-- begin --

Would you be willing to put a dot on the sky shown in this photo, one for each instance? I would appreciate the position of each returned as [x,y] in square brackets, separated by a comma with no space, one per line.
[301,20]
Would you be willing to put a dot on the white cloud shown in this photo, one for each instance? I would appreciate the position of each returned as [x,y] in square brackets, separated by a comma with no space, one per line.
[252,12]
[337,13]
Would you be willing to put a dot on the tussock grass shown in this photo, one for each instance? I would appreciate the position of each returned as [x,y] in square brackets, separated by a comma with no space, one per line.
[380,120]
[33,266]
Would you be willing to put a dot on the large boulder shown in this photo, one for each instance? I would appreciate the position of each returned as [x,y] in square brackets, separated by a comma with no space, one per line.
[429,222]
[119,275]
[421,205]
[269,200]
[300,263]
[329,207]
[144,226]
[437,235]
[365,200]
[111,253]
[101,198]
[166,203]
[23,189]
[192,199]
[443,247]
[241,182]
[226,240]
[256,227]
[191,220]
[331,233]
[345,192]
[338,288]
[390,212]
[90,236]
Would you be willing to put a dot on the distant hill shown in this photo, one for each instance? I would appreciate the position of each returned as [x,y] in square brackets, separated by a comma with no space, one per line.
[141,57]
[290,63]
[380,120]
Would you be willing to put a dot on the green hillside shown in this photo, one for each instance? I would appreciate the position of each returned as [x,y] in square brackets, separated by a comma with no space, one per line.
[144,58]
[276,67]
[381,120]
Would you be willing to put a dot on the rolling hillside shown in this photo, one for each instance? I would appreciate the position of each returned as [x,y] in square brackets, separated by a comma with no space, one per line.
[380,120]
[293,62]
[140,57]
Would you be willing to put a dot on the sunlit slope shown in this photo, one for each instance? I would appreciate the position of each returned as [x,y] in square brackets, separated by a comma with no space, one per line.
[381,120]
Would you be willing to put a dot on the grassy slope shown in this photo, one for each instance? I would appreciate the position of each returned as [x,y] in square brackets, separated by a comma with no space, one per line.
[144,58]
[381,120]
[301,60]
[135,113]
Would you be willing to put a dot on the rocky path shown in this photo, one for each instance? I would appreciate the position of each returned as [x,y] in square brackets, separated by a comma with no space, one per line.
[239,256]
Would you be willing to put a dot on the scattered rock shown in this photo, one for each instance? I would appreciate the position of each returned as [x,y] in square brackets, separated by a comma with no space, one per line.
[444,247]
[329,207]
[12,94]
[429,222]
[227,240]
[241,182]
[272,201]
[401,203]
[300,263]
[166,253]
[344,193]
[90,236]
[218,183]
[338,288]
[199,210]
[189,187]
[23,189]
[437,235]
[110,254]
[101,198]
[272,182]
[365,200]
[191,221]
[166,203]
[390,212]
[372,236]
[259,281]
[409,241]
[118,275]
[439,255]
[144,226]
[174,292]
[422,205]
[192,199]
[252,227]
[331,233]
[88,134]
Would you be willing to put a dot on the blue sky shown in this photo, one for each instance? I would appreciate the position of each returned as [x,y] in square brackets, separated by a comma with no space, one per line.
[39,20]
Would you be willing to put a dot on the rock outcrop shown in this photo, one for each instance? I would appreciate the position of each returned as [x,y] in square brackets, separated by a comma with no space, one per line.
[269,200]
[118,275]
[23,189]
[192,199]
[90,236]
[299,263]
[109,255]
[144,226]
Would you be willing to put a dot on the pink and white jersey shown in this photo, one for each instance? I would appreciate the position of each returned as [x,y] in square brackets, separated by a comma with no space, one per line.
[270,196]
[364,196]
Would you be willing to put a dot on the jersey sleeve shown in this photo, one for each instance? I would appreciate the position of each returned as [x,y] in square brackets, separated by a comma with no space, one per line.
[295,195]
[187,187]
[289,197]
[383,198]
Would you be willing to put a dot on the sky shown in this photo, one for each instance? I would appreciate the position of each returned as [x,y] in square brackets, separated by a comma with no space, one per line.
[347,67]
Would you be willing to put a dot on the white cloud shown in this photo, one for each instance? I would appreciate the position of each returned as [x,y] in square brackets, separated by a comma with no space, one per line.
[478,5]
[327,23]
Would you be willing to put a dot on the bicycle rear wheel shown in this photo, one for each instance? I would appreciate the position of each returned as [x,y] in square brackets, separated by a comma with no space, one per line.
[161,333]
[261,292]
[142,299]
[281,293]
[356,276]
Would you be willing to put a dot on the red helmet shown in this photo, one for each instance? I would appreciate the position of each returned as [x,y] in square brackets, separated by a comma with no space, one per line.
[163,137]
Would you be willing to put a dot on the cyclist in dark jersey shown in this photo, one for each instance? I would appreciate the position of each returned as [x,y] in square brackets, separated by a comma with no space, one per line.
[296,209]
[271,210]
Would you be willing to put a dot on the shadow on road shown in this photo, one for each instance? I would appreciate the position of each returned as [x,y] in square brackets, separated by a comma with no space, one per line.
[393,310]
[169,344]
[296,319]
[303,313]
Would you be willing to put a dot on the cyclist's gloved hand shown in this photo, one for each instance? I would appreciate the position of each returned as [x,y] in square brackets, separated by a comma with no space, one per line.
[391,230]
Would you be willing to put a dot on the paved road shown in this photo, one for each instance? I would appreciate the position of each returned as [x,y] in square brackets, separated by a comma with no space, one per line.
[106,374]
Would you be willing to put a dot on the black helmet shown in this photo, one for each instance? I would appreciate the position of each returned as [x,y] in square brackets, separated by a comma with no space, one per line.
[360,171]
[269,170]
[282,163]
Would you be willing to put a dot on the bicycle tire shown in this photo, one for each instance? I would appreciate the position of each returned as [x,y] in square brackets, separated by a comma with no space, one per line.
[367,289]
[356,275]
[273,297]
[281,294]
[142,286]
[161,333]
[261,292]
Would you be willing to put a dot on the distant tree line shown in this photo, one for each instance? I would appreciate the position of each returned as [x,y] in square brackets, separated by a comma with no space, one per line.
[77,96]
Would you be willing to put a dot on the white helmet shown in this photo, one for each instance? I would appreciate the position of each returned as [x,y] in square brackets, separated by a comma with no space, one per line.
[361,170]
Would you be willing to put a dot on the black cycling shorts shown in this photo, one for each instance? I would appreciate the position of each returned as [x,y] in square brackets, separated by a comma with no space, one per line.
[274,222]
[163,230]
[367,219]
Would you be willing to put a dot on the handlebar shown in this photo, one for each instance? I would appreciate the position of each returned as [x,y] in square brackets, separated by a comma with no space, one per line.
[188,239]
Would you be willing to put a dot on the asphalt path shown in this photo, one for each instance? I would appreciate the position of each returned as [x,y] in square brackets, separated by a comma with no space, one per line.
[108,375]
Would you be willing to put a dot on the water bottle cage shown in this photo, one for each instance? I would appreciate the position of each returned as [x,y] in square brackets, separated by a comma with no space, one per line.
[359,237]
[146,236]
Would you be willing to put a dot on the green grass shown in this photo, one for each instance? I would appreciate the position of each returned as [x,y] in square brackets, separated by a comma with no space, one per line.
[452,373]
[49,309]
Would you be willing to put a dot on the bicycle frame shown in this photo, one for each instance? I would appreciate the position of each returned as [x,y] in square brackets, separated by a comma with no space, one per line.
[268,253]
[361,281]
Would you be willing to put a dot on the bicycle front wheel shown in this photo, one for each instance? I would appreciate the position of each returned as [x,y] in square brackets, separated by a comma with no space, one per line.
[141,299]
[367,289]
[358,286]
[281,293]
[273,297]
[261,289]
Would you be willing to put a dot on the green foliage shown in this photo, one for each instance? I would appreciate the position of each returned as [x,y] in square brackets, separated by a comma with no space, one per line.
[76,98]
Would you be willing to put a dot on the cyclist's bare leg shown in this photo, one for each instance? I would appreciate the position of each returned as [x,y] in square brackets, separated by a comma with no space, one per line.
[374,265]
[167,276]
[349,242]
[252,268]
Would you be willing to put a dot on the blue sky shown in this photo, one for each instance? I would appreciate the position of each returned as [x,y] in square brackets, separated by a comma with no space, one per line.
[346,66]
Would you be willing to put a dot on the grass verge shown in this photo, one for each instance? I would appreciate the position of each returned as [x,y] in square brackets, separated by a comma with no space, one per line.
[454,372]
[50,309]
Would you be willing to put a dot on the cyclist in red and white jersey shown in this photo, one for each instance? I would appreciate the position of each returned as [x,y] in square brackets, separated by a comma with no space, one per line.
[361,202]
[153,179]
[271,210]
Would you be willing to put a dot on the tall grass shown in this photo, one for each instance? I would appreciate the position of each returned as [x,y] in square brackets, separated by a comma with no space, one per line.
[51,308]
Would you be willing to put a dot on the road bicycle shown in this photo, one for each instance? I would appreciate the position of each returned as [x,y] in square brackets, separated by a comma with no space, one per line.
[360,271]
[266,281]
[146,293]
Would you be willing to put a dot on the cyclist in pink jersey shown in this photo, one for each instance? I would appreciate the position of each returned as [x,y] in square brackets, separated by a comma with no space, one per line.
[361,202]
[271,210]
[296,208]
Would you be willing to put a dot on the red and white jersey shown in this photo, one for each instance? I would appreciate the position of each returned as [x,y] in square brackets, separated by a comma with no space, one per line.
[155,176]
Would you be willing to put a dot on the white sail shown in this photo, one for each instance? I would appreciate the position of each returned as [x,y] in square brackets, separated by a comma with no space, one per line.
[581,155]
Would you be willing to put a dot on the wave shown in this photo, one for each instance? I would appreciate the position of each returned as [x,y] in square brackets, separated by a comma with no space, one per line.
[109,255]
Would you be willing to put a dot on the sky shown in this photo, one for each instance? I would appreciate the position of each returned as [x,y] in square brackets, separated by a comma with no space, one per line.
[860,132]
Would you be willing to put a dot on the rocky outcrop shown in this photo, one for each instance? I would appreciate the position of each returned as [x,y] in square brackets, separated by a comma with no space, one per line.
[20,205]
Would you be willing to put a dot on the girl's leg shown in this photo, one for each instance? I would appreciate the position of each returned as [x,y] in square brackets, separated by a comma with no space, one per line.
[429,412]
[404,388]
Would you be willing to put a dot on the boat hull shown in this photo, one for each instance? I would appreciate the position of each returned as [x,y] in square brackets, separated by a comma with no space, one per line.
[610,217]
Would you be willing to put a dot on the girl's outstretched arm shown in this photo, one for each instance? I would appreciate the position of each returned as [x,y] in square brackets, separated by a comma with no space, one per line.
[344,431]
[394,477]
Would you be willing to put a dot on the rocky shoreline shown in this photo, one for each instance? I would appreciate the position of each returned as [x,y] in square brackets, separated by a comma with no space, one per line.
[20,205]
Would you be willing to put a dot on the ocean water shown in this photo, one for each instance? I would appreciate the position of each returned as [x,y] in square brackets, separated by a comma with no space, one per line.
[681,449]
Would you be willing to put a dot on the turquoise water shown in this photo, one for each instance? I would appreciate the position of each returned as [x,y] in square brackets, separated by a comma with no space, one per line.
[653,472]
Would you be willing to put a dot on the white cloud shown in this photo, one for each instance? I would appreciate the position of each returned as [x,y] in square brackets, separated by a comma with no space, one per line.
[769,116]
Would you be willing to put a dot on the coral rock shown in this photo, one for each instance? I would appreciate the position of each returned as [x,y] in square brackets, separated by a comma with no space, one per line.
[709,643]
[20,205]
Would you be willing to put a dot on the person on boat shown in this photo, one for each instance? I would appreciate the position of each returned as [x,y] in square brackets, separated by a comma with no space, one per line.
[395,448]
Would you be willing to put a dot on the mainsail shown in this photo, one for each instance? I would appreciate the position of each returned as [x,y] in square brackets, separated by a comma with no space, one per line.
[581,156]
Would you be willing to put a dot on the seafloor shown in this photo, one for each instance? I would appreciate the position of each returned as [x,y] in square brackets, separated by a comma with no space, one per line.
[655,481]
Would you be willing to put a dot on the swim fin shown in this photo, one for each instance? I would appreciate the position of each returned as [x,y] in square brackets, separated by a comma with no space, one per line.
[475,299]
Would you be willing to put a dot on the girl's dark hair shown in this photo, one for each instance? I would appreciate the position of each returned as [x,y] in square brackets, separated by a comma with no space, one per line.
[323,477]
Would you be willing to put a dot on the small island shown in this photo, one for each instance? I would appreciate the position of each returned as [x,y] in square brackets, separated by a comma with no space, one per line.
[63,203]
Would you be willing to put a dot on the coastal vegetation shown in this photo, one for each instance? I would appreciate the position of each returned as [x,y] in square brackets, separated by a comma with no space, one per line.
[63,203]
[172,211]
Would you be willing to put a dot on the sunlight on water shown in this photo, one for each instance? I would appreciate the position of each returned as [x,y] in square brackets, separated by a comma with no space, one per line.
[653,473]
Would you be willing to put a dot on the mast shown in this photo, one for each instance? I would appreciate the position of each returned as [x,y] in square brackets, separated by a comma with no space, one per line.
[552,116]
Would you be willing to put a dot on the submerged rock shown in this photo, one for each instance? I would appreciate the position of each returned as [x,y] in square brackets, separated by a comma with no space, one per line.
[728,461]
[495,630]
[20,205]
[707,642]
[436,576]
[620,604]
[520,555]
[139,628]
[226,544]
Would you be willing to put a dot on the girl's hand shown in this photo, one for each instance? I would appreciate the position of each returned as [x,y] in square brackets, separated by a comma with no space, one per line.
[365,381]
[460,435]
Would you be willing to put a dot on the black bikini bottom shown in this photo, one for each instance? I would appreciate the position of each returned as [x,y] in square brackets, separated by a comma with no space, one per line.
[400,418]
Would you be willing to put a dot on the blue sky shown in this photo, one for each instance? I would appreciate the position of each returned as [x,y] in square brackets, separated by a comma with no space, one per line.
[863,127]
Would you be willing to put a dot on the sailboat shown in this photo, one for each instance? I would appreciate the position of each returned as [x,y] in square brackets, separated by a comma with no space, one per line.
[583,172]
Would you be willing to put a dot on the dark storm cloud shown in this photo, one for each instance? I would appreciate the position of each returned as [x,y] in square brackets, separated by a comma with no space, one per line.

-- end --

[Exercise directions]
Everything from the line with "Would you be willing to put a dot on the mast" to the end of the listing above needs to be duplicated exactly, both end lines included, with nothing more.

[Task response]
Would you be willing to put a dot on the mast shown in this photo, one for each instance? I would appreciate the position of each returned as [x,y] in square brackets, separated by a comma with no space, one per line.
[552,116]
Would you be willing to put a dot on the submerged rock shown in this photo, one for each instance? I would appreciate the position of each returned as [x,y] in square brackets, separated by a comma with no space, one per line.
[728,461]
[495,630]
[20,205]
[707,642]
[436,576]
[620,604]
[520,555]
[139,628]
[226,544]
Would you be willing to put a dot on the girl's hand shown in this photo, one for each instance? I would appreciate the position of each returned as [x,y] in square brackets, separated by a comma with no space, one per line.
[365,381]
[460,435]
Would you be willing to put a dot on the black bikini bottom shown in this photo, one for each instance? I would appreciate the position of each returned as [x,y] in square brackets, separated by a comma with no space, one per line.
[400,418]
Would you be willing to put a dot on the blue sky shown in this photo, one for each instance? I would appreciate the position of each returned as [x,y] in square brackets, separated by a comma with no space, one per line.
[863,127]
Would you be willing to put a dot on the sailboat shown in this photo, one for each instance? I would appreciate the position of each returned as [x,y] in square brackets, separated by a comma with no space, one per line.
[583,172]
Would you be willing to put a dot on the dark storm cloud shown in this photo, one for each instance? I would appreciate the position of each returned as [x,y] in square brackets, separated by a comma with no space, one per line.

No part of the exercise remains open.